***** SUPPLIED RECORDS *****

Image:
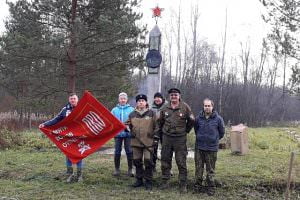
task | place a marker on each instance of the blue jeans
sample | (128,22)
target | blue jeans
(69,163)
(118,145)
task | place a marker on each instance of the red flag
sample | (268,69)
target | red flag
(85,130)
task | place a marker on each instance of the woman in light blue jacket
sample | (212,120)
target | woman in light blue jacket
(122,111)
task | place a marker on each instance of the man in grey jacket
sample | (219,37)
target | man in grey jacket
(209,129)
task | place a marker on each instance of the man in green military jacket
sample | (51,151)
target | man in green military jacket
(175,121)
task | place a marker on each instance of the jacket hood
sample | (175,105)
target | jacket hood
(213,114)
(159,105)
(123,106)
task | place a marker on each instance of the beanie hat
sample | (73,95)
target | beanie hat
(123,94)
(174,90)
(159,95)
(140,96)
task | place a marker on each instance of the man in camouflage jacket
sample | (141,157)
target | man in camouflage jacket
(175,121)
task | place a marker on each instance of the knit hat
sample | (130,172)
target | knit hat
(140,96)
(159,95)
(174,90)
(123,94)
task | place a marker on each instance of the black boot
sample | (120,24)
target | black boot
(79,177)
(183,187)
(117,165)
(130,163)
(148,185)
(199,188)
(138,183)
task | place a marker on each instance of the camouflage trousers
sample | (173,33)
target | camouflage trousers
(143,172)
(207,159)
(177,145)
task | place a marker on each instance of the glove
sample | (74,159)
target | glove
(133,135)
(155,140)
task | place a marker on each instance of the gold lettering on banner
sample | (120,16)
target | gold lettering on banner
(69,142)
(59,130)
(94,122)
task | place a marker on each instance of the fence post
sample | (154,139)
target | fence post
(287,194)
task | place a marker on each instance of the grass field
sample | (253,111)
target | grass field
(29,172)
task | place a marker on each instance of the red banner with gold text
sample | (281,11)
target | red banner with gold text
(85,130)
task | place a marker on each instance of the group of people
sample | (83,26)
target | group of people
(167,123)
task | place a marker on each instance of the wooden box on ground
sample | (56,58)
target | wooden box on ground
(239,139)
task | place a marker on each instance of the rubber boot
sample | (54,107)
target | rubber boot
(183,187)
(79,177)
(130,163)
(138,183)
(148,185)
(117,165)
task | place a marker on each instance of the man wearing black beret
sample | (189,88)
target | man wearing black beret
(142,123)
(158,103)
(175,121)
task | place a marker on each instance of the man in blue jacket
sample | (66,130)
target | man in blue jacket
(122,111)
(73,100)
(209,129)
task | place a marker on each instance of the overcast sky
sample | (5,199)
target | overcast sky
(244,22)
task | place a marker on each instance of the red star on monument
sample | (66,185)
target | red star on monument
(157,11)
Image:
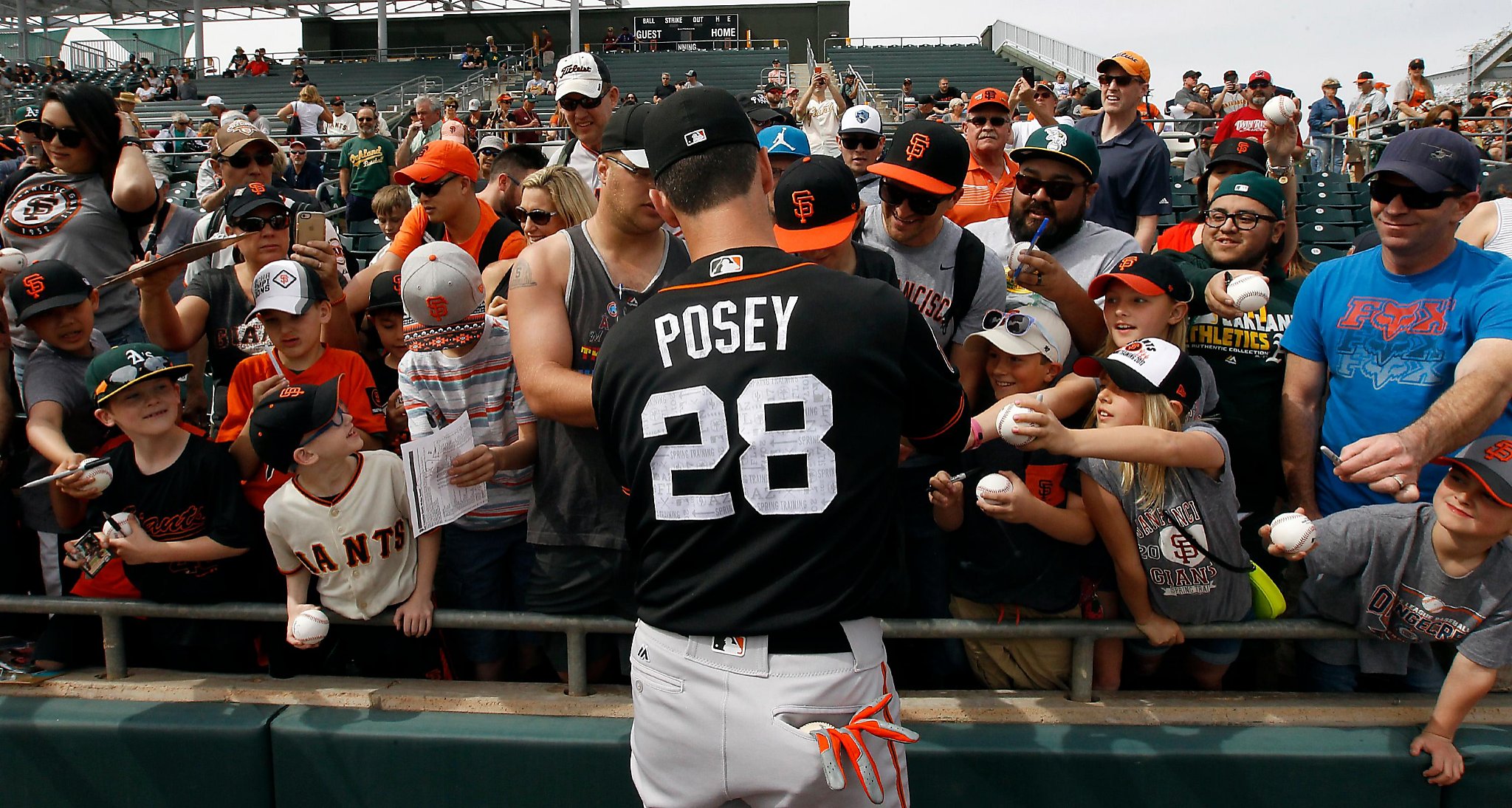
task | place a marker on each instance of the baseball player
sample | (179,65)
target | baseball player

*****

• [TO DO] Go through the entries above and print each one exactly, minus the pictures.

• [RESPONSE TO THE TASK]
Image:
task | place a marker on each instance of the blue jeans
sample | (128,22)
target | blue jeans
(69,163)
(118,145)
task | place a marker on each instance of the red flag
sample | (268,69)
target | red flag
(85,130)
task | place a marker on each instance of the woman in light blue jacket
sample | (212,120)
target | woman in light blue jacket
(122,111)
task | place a marker on each instance of the man in grey jacket
sample | (219,37)
target | man in grey jacket
(209,129)
task | place a marker on each instance of the man in green military jacket
sample | (51,151)
target | man in green military jacket
(175,121)
task | place a marker on each instance of the jacket hood
sample | (175,105)
target | jacket hood
(213,114)
(159,105)
(123,106)
task | place a marker on each instance of the beanie hat
sample | (73,95)
target | beanie hat
(123,94)
(174,90)
(159,95)
(140,96)
task | place a marker on each instance of the man in camouflage jacket
sample | (141,157)
target | man in camouflage jacket
(175,121)
task | place a marker on each instance of the knit hat
sample | (130,172)
target | knit hat
(140,96)
(159,95)
(174,90)
(123,94)
task | place a marker on each instance of the black boot
sample | (120,24)
target | black boot
(79,177)
(183,187)
(117,165)
(130,163)
(148,185)
(199,188)
(138,183)
task | place a marker on each instance of the camouflage trousers
sample | (173,33)
target | camouflage trousers
(143,172)
(207,159)
(177,145)
task | place a marker on each instance of the glove
sample | (74,159)
target | glove
(133,135)
(155,140)
task | place a marker on each instance of the gold lettering on banner
sample | (120,16)
target | gold lettering on banner
(69,142)
(59,130)
(94,122)
task | place a marker on each instance of the fence post
sample | (154,139)
target | fence post
(287,194)
task | place a marker on each instance of the grass field
sample | (253,111)
target | grass field
(29,172)
task | place a marker on each instance of the red banner with gold text
sample | (281,11)
target | red banner with gold text
(85,130)
task | place a marker on each instance of the group of people
sample | (83,26)
target | group of people
(167,123)
task | place a marker on each instance of the wooden box on ground
sample | (56,58)
target | wooden box on ground
(239,139)
task | place a marker on each instance of the rubber boot
sample | (54,107)
target | rubber boot
(183,187)
(79,177)
(130,163)
(138,183)
(148,185)
(117,165)
task | place a marker on each instance of the man wearing black beret
sample | (189,88)
target | man wearing black beret
(142,123)
(158,103)
(175,121)
task | place a marker on each instance of the man in blue jacket
sample | (66,130)
target | man in blue jacket
(122,111)
(73,100)
(209,129)
task | place a marker on each instance of the overcast sky
sample | (5,199)
target | overcast sky
(244,22)
task | place a marker on each instance of the red star on monument
sample | (66,185)
target | red star on monument
(157,11)
Image:
task | place a marker on each instance of the baseball player
sample | (179,65)
target | baseball player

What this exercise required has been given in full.